====== Data provided

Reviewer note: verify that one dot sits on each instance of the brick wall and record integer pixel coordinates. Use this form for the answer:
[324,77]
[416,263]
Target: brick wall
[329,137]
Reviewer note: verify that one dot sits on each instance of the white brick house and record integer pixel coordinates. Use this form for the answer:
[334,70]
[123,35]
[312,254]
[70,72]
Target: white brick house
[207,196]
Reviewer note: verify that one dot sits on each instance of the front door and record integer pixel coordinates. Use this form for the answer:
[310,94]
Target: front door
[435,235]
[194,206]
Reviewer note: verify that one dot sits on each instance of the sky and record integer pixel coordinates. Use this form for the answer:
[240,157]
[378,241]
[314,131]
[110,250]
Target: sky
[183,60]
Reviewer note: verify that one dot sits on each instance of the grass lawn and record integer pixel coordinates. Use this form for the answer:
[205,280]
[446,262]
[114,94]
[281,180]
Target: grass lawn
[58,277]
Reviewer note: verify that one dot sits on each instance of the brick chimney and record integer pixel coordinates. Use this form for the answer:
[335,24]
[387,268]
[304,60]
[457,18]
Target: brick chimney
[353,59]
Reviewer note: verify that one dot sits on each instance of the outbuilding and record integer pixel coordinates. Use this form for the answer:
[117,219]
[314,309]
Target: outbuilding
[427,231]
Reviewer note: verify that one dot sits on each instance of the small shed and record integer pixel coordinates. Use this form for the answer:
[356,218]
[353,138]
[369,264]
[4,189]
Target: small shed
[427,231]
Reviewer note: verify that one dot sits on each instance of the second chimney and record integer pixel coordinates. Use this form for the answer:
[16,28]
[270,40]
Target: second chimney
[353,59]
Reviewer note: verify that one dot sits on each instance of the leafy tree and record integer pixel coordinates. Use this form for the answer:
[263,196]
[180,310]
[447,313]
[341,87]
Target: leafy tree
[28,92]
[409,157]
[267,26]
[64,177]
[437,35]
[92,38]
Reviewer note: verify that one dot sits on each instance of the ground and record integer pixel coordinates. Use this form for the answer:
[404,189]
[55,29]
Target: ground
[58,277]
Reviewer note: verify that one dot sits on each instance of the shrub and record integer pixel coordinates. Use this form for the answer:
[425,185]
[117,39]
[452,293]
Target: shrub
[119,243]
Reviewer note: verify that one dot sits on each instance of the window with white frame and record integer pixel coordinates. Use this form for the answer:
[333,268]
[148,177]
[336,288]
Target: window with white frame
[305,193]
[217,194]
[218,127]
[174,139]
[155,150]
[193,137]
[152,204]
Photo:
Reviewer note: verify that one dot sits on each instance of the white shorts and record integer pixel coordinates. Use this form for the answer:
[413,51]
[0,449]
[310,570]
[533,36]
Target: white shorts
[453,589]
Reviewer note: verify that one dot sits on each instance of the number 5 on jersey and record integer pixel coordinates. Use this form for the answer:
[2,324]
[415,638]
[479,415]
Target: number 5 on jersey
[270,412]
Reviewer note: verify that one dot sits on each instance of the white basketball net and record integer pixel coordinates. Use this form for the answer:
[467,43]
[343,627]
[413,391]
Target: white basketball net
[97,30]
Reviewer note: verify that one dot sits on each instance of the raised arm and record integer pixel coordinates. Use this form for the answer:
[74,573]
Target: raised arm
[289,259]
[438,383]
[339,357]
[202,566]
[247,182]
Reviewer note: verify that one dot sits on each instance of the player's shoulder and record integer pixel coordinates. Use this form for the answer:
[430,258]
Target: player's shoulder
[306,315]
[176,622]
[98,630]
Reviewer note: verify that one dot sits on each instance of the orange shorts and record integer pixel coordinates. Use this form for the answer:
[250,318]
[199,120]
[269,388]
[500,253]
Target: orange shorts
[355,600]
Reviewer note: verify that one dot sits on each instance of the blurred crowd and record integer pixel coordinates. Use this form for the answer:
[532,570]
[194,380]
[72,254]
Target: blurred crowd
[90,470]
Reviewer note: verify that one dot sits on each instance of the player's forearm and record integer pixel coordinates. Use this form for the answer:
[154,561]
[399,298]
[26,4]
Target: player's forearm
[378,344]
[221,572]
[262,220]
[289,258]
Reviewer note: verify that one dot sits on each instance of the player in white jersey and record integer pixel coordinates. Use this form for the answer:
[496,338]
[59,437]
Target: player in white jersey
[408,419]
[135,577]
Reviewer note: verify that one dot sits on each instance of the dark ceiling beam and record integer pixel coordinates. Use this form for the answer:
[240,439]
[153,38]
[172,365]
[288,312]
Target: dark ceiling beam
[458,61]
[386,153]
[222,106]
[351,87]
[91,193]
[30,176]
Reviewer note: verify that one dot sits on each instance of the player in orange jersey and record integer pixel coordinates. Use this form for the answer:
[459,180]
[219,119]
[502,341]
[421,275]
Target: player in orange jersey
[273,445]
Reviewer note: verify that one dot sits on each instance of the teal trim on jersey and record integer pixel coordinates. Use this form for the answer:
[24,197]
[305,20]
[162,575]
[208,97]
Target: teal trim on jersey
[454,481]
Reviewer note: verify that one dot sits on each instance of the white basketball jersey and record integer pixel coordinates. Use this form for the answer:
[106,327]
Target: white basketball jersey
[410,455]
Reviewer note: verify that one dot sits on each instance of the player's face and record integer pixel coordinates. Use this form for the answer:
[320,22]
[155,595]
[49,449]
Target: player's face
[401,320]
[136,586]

============

What this task involves: Repeat each line of the data exactly as it appears above.

Answer to the problem:
Reviewer note: verify that one dot sits on each instance of the brick wall and record integer pixel coordinates. Use this form for the answer:
[324,77]
[416,263]
Target: brick wall
[329,137]
Reviewer note: verify that one dot sits on each instance of the white brick house and record integer pixel coordinates. Use this form for the answer:
[334,70]
[123,35]
[312,254]
[70,72]
Target: white brick house
[207,196]
Reviewer note: verify that one dot sits on each instance of the front door and record integer pixel coordinates. Use this form for the answer:
[310,94]
Target: front door
[435,235]
[194,206]
Reviewer note: verify that one dot sits on each instance of the sky and record integer pixel coordinates. Use this form for the answer:
[240,157]
[378,241]
[314,131]
[110,250]
Target: sky
[183,60]
Reviewer note: verify that one dot sits on each instance of the grass lawn and record integer pixel coordinates. Use this form for the answer:
[205,280]
[446,262]
[114,94]
[281,180]
Target: grass lawn
[58,277]
Reviewer note: verify that one dot sits on each instance of the brick chimney and record integer pixel coordinates. Use this form for the answer:
[335,24]
[387,268]
[304,60]
[457,18]
Target: brick chimney
[353,59]
Reviewer note: verify that one dot sits on each instance of the outbuilding and record integer pixel coordinates. Use this form for the answer:
[117,219]
[314,309]
Target: outbuilding
[427,231]
Reviewer note: verify that one dot sits on each instance of the small shed and record integer pixel coordinates. Use this form for the answer:
[356,218]
[353,138]
[369,264]
[4,189]
Target: small shed
[427,231]
Reviewer note: verify that one dot sits on each instance of the second chimney and record integer pixel coordinates. Use this form for the answer:
[16,28]
[270,40]
Target: second chimney
[353,59]
Reviewer note: verify that one dot sits on each instance of the leafy tree and record integer pixel coordinates. Use this form for the answer:
[263,196]
[180,310]
[447,313]
[341,87]
Target: leafy tree
[28,92]
[409,157]
[267,26]
[64,177]
[437,35]
[92,38]
Reviewer note: verify that one dot sits on each instance of the ground and record integer pixel coordinates. Use this form for the answer:
[404,189]
[55,29]
Target: ground
[58,277]
Reviewer note: verify that one dot sits on each instance of the shrub and record integer pixel coordinates. Use this form for the answer:
[425,185]
[117,39]
[452,293]
Target: shrub
[119,243]
Reviewer note: verify that one dot sits on each instance of the window with white frame and record integer pixel coordinates. Use this form for the answer:
[333,268]
[148,177]
[336,288]
Target: window with white frame
[305,193]
[217,194]
[218,127]
[174,139]
[155,150]
[193,137]
[152,204]
Photo:
Reviewer note: verify that one dot sits on each instance of the white shorts and record integer pixel coordinates. Use this form for the answer:
[413,51]
[0,449]
[310,570]
[533,36]
Target: white shorts
[453,589]
Reviewer note: verify that one dot sits on each instance of the number 5 on jersey and record integer pixel coordinates. Use this form for the answer:
[2,324]
[415,638]
[479,415]
Target: number 5 on jersey
[270,412]
Reviewer note: verify that one dot sits on each instance of the white basketball net and record integer pixel coordinates. Use this form for the answer:
[467,43]
[343,627]
[413,391]
Target: white basketball net
[97,30]
Reviewer note: verify that one dot sits on each instance of the raised arm and record integer pixel coordinates. Use this form for the answer:
[74,573]
Target: raised arm
[289,259]
[438,383]
[339,357]
[202,566]
[247,182]
Reviewer note: verify that one dot sits on each instance of the player's shoulder and record integer pixel coordinates. Use this form for the answer:
[430,258]
Target: player's shoulder
[306,315]
[176,622]
[98,630]
Reviewer note: verify that one dot sits on each instance of the orange shorts and record integer pixel coordinates. Use this form for the answer:
[250,318]
[199,120]
[269,388]
[500,253]
Target: orange shorts
[355,600]
Reviewer note: verify that one dot sits on each instance of the blurred crowd and record integer pixel coordinates. Use this form for the answer:
[532,570]
[194,380]
[72,254]
Target: blurred crowd
[90,470]
Reviewer note: verify that one dot sits on each instance of the player's forearm and record integer pixel coordinates. Use this form for the answer:
[154,561]
[399,298]
[26,4]
Target: player's forearm
[378,344]
[221,572]
[262,220]
[289,258]
Reviewer note: verify that one dot sits on each instance of the player in white jersey and record integer pixel coordinates. Use this form for the answer:
[496,338]
[59,437]
Target: player in white jersey
[408,419]
[135,577]
Reviewer note: verify that one dot sits on each instance of the dark ceiling beam and record integer pixel coordinates. Use this form for the answer:
[240,439]
[153,38]
[172,365]
[288,312]
Target: dark ceiling beam
[458,61]
[386,153]
[222,106]
[351,87]
[91,193]
[30,176]
Reviewer note: verify that one dot sits on each instance of the player in orange jersey and record integer pixel coordinates. Use this form for the answer:
[459,180]
[219,119]
[502,341]
[421,275]
Target: player in orange jersey
[273,445]
Reviewer note: verify that one dot sits on each instance of the teal trim on jersey and record integer pixel coordinates. Use this form for the answer:
[24,197]
[305,20]
[162,575]
[208,97]
Target: teal trim on jersey
[454,481]
Reviewer note: verify that one dot sits on each instance of the white basketball jersey and record integer pixel coordinates. Use this form for the answer:
[106,327]
Target: white basketball jersey
[410,455]
Reviewer note: verify that one dot sits on each instance of the player's face and record integer pixel coordinates. Use this form for the answer:
[320,22]
[155,595]
[49,449]
Target: player's face
[401,320]
[136,586]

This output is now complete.